Task to carry out: In the listing that follows, how many lines hold the string "bicycle"? Answer with the number only.

Records shown:
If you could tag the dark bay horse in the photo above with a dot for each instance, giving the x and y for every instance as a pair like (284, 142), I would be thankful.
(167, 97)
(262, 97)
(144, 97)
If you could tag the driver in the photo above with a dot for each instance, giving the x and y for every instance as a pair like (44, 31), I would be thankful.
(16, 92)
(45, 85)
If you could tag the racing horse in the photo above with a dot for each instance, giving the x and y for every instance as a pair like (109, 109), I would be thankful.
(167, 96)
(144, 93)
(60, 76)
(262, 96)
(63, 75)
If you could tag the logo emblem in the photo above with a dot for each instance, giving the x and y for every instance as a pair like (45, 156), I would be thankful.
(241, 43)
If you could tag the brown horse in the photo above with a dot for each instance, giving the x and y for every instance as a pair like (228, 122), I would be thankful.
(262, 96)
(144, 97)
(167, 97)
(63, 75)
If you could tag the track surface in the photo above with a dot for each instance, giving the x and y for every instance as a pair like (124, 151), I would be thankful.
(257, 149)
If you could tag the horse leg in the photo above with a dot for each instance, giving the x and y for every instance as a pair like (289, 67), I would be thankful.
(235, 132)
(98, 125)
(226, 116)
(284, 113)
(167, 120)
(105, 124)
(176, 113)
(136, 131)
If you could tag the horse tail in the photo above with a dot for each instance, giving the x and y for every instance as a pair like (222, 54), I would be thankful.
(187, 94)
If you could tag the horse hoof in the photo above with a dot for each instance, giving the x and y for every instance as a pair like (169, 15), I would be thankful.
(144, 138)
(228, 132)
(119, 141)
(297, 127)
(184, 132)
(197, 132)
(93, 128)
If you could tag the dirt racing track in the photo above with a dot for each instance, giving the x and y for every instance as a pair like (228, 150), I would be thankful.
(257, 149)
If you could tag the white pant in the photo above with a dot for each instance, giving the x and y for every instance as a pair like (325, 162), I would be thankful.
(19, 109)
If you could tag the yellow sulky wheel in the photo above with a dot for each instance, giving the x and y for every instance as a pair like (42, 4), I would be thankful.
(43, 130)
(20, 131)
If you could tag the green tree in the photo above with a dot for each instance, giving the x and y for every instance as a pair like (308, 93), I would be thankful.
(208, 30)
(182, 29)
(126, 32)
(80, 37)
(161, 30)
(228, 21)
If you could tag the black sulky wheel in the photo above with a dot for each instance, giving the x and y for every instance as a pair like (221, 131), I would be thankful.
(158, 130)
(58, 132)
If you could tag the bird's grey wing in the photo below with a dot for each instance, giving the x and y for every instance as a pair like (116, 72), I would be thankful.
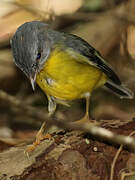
(93, 56)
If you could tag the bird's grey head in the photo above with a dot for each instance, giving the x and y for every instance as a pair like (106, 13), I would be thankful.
(31, 47)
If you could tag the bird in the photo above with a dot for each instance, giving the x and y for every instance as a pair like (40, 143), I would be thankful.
(63, 65)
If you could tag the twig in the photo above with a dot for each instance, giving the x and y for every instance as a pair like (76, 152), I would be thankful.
(115, 159)
(90, 128)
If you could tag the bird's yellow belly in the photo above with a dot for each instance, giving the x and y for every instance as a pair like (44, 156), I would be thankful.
(64, 78)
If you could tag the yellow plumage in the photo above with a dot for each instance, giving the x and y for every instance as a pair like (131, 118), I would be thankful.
(67, 76)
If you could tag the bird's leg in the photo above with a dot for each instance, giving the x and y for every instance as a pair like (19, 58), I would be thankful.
(39, 137)
(42, 133)
(86, 118)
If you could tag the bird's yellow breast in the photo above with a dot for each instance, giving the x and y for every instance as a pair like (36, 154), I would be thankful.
(66, 78)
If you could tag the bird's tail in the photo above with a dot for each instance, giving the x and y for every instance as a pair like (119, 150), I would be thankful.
(120, 90)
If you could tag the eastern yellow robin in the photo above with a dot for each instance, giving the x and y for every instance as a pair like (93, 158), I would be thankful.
(64, 66)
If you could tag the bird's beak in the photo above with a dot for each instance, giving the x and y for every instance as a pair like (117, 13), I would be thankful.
(33, 81)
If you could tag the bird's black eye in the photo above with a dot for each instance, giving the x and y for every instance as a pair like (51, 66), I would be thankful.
(38, 56)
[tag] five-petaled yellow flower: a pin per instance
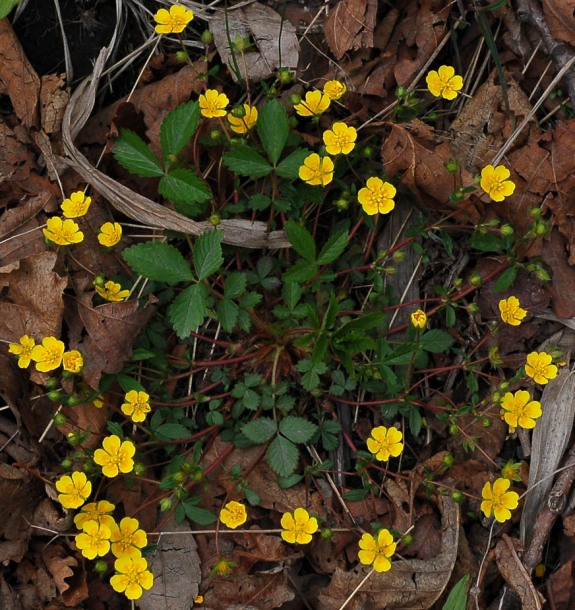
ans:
(115, 456)
(132, 577)
(334, 89)
(127, 538)
(539, 367)
(511, 313)
(246, 122)
(137, 405)
(376, 197)
(173, 21)
(377, 551)
(72, 361)
(95, 511)
(23, 349)
(213, 104)
(419, 318)
(314, 104)
(48, 355)
(316, 170)
(93, 540)
(112, 291)
(74, 490)
(498, 501)
(444, 82)
(299, 527)
(62, 232)
(385, 443)
(340, 139)
(76, 205)
(233, 514)
(495, 183)
(110, 234)
(520, 410)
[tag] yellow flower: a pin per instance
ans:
(385, 442)
(95, 511)
(93, 540)
(72, 361)
(77, 205)
(316, 170)
(539, 367)
(377, 196)
(299, 527)
(444, 82)
(243, 124)
(48, 355)
(74, 490)
(314, 104)
(62, 232)
(494, 182)
(111, 291)
(127, 538)
(23, 349)
(174, 21)
(213, 104)
(498, 501)
(110, 234)
(116, 456)
(136, 405)
(511, 313)
(340, 139)
(132, 577)
(334, 89)
(419, 318)
(377, 551)
(519, 410)
(233, 514)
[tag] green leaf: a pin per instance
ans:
(436, 341)
(506, 279)
(177, 129)
(457, 599)
(282, 456)
(208, 253)
(188, 310)
(333, 248)
(184, 187)
(301, 239)
(260, 430)
(289, 167)
(159, 261)
(245, 161)
(131, 152)
(273, 129)
(297, 429)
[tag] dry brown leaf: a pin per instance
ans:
(275, 41)
(350, 26)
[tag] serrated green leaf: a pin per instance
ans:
(245, 161)
(297, 429)
(188, 310)
(208, 253)
(282, 456)
(333, 248)
(301, 240)
(289, 167)
(273, 129)
(436, 341)
(177, 129)
(260, 430)
(131, 152)
(184, 187)
(159, 261)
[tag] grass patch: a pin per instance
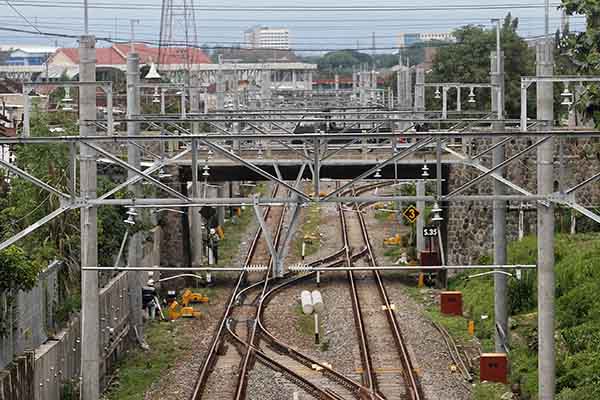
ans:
(488, 391)
(577, 269)
(139, 369)
(309, 232)
(234, 232)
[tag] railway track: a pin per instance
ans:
(412, 387)
(244, 339)
(218, 342)
(242, 320)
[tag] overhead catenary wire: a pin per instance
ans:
(218, 47)
(22, 16)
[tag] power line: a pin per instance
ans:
(145, 6)
(22, 16)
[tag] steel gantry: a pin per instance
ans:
(223, 132)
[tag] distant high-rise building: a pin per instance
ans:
(262, 37)
(408, 39)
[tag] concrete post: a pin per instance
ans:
(499, 211)
(444, 103)
(134, 248)
(421, 217)
(221, 210)
(545, 228)
(196, 243)
(220, 88)
(407, 89)
(420, 91)
(90, 317)
(266, 87)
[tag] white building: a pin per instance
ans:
(408, 39)
(262, 37)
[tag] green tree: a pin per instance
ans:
(468, 61)
(583, 49)
(22, 203)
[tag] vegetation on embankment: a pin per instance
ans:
(577, 315)
(140, 369)
(309, 232)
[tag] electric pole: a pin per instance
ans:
(90, 315)
(545, 228)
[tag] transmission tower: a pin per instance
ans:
(178, 32)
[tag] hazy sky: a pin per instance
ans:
(220, 23)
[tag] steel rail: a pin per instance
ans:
(414, 386)
(369, 376)
(244, 365)
(296, 378)
(356, 388)
(210, 359)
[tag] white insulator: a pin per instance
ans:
(317, 301)
(307, 306)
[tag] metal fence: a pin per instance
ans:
(57, 358)
(28, 317)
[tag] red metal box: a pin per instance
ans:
(429, 258)
(493, 367)
(451, 303)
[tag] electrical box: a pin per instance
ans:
(493, 367)
(429, 258)
(451, 303)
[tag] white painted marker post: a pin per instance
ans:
(316, 328)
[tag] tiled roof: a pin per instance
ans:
(104, 55)
(169, 55)
(117, 54)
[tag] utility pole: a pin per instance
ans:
(419, 92)
(134, 248)
(90, 315)
(197, 244)
(220, 86)
(546, 18)
(86, 23)
(132, 23)
(545, 228)
(499, 209)
(421, 217)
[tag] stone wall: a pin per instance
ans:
(470, 227)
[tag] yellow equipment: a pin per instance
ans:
(175, 312)
(393, 241)
(185, 310)
(190, 298)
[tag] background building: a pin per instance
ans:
(262, 37)
(408, 39)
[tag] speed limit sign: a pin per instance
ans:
(430, 231)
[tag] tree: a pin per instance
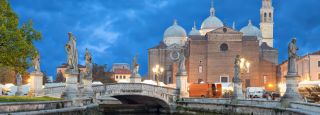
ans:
(4, 73)
(16, 43)
(59, 77)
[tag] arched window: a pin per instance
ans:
(224, 47)
(270, 15)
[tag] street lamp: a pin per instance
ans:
(244, 65)
(157, 72)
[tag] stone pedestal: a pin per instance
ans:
(19, 91)
(71, 90)
(36, 84)
(237, 89)
(292, 93)
(182, 85)
(87, 87)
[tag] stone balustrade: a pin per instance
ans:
(41, 105)
(259, 107)
(166, 94)
(306, 106)
(56, 91)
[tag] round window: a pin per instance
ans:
(224, 47)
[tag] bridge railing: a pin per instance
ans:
(56, 91)
(165, 93)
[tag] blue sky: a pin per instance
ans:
(115, 30)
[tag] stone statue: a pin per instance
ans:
(237, 62)
(135, 65)
(88, 59)
(72, 52)
(18, 79)
(36, 62)
(182, 60)
(292, 54)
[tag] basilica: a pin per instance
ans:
(210, 51)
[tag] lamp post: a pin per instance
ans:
(241, 67)
(244, 66)
(157, 70)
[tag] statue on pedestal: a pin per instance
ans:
(292, 54)
(182, 77)
(292, 78)
(135, 65)
(182, 66)
(135, 76)
(237, 62)
(72, 71)
(237, 85)
(87, 80)
(36, 62)
(72, 59)
(89, 67)
(19, 84)
(19, 79)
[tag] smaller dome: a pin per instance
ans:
(194, 30)
(251, 30)
(175, 31)
(212, 22)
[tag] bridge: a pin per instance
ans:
(161, 97)
(139, 93)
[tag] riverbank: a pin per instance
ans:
(4, 99)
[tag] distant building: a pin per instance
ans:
(63, 67)
(210, 51)
(120, 65)
(308, 67)
(121, 75)
(61, 72)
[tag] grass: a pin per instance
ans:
(26, 99)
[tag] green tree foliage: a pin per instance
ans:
(16, 42)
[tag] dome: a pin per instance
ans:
(175, 31)
(251, 30)
(212, 22)
(194, 31)
(175, 34)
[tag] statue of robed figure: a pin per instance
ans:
(292, 55)
(237, 62)
(36, 62)
(89, 67)
(182, 65)
(135, 69)
(72, 58)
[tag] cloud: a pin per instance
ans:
(115, 30)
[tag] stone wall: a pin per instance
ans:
(256, 107)
(56, 91)
(306, 107)
(45, 105)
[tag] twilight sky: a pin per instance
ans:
(115, 30)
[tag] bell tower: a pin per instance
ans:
(266, 22)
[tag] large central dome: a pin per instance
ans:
(210, 23)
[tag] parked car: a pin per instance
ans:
(255, 92)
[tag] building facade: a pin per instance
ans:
(121, 75)
(308, 68)
(210, 51)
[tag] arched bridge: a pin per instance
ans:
(135, 91)
(131, 93)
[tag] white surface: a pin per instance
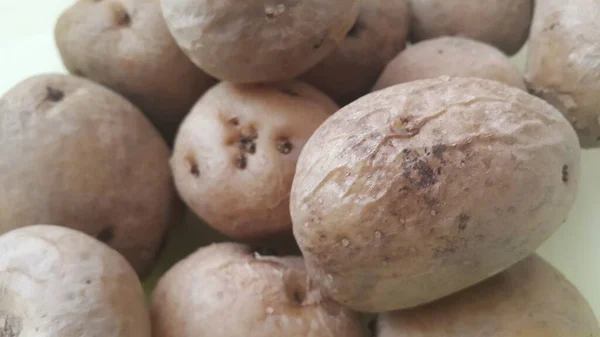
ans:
(27, 48)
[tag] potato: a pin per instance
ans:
(126, 46)
(261, 40)
(502, 23)
(75, 154)
(563, 65)
(531, 299)
(450, 56)
(245, 294)
(58, 282)
(236, 153)
(379, 34)
(422, 189)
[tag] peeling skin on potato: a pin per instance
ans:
(422, 189)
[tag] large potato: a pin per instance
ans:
(75, 154)
(531, 299)
(564, 62)
(420, 190)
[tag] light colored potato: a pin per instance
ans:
(564, 62)
(502, 23)
(417, 191)
(58, 282)
(261, 40)
(75, 154)
(450, 56)
(226, 290)
(531, 299)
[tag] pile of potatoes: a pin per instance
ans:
(367, 168)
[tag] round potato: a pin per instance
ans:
(379, 34)
(502, 23)
(245, 294)
(450, 56)
(126, 46)
(58, 282)
(75, 154)
(422, 189)
(235, 155)
(531, 299)
(261, 40)
(563, 66)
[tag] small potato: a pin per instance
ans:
(58, 282)
(531, 299)
(235, 155)
(225, 290)
(502, 23)
(564, 62)
(422, 189)
(450, 56)
(75, 154)
(126, 46)
(258, 40)
(379, 34)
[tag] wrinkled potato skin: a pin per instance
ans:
(126, 46)
(243, 294)
(261, 41)
(420, 190)
(89, 161)
(450, 56)
(563, 64)
(377, 36)
(531, 299)
(502, 23)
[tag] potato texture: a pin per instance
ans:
(422, 189)
(75, 154)
(244, 294)
(564, 64)
(450, 56)
(261, 40)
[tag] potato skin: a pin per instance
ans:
(75, 154)
(450, 56)
(260, 41)
(244, 294)
(126, 46)
(563, 64)
(531, 299)
(502, 23)
(417, 191)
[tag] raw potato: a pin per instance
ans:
(244, 294)
(417, 191)
(450, 56)
(261, 41)
(235, 155)
(531, 299)
(75, 154)
(502, 23)
(564, 62)
(377, 36)
(126, 46)
(58, 282)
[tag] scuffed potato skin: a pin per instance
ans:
(420, 190)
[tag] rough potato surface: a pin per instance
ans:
(417, 191)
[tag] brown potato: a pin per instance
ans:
(75, 154)
(450, 56)
(531, 299)
(564, 62)
(245, 294)
(126, 46)
(422, 189)
(379, 34)
(261, 40)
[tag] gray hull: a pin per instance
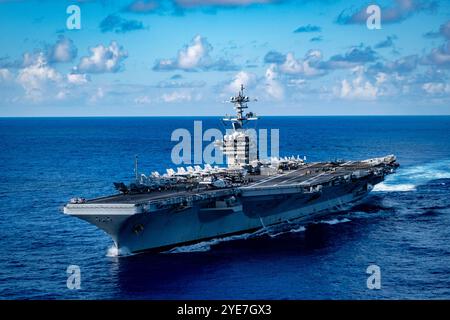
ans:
(255, 208)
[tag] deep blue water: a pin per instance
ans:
(403, 226)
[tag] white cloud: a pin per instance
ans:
(77, 78)
(194, 57)
(64, 50)
(103, 59)
(5, 74)
(358, 88)
(247, 79)
(178, 96)
(273, 87)
(99, 94)
(193, 54)
(37, 78)
(305, 67)
(436, 88)
(143, 100)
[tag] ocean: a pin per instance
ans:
(402, 226)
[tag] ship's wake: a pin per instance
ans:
(407, 179)
(113, 251)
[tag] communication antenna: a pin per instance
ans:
(136, 172)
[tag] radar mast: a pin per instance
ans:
(240, 103)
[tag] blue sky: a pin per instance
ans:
(187, 57)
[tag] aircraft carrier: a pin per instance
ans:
(161, 211)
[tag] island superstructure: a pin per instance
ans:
(160, 211)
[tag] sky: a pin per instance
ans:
(187, 57)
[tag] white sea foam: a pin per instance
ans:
(334, 221)
(294, 230)
(408, 178)
(113, 251)
(383, 187)
(206, 245)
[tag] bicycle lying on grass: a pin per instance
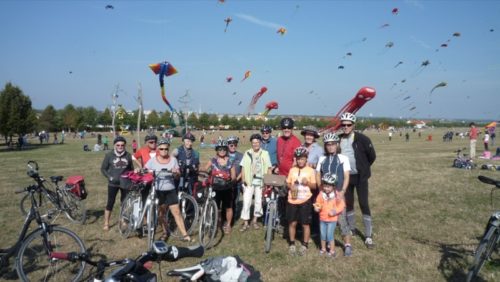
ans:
(491, 237)
(67, 199)
(132, 269)
(32, 250)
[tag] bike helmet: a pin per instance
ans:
(255, 136)
(266, 128)
(233, 139)
(287, 123)
(164, 141)
(150, 137)
(329, 178)
(348, 117)
(310, 130)
(331, 137)
(301, 152)
(221, 144)
(189, 136)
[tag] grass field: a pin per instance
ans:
(427, 216)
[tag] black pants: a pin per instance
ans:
(362, 191)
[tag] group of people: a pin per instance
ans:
(321, 180)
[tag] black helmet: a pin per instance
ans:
(189, 136)
(287, 123)
(255, 136)
(266, 128)
(120, 139)
(150, 137)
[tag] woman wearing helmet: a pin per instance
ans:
(334, 163)
(223, 174)
(361, 154)
(301, 181)
(255, 164)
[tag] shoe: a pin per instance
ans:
(348, 251)
(369, 243)
(302, 250)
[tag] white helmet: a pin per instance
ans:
(331, 137)
(348, 117)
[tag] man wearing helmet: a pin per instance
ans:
(189, 163)
(361, 154)
(148, 151)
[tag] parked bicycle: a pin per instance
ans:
(132, 269)
(274, 188)
(51, 202)
(32, 250)
(491, 237)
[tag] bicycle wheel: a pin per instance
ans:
(271, 214)
(483, 252)
(189, 212)
(33, 264)
(208, 224)
(129, 213)
(74, 208)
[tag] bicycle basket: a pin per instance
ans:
(76, 185)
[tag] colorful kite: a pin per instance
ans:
(255, 99)
(273, 105)
(164, 69)
(247, 75)
(227, 20)
(364, 95)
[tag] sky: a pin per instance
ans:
(78, 52)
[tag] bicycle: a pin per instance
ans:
(491, 237)
(32, 250)
(275, 187)
(208, 211)
(53, 202)
(133, 269)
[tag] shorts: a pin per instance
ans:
(301, 212)
(168, 198)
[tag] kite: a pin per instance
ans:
(364, 95)
(163, 69)
(227, 20)
(255, 99)
(273, 105)
(281, 31)
(247, 75)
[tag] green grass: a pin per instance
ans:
(427, 215)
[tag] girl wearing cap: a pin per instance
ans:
(115, 163)
(255, 163)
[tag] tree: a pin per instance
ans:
(16, 114)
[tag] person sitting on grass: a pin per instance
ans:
(301, 181)
(329, 206)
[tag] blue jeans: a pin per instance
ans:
(326, 230)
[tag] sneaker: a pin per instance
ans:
(302, 250)
(348, 251)
(369, 243)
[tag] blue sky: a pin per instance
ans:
(43, 41)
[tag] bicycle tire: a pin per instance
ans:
(32, 261)
(271, 214)
(74, 208)
(127, 220)
(483, 251)
(208, 224)
(190, 215)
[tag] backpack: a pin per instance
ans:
(76, 185)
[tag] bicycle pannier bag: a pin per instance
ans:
(76, 185)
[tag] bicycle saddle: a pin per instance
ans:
(56, 179)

Your solution: 8